### DIRECTION
Copy each of the records below line for line, preserving every character.

Collection entries:
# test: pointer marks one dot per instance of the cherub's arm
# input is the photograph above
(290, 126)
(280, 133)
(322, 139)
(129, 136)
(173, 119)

### OUTPUT FOR THIS EXERCISE
# test: pointer marks one dot per instance of the cherub's arm
# input is the photograph above
(290, 126)
(280, 133)
(322, 139)
(129, 136)
(173, 119)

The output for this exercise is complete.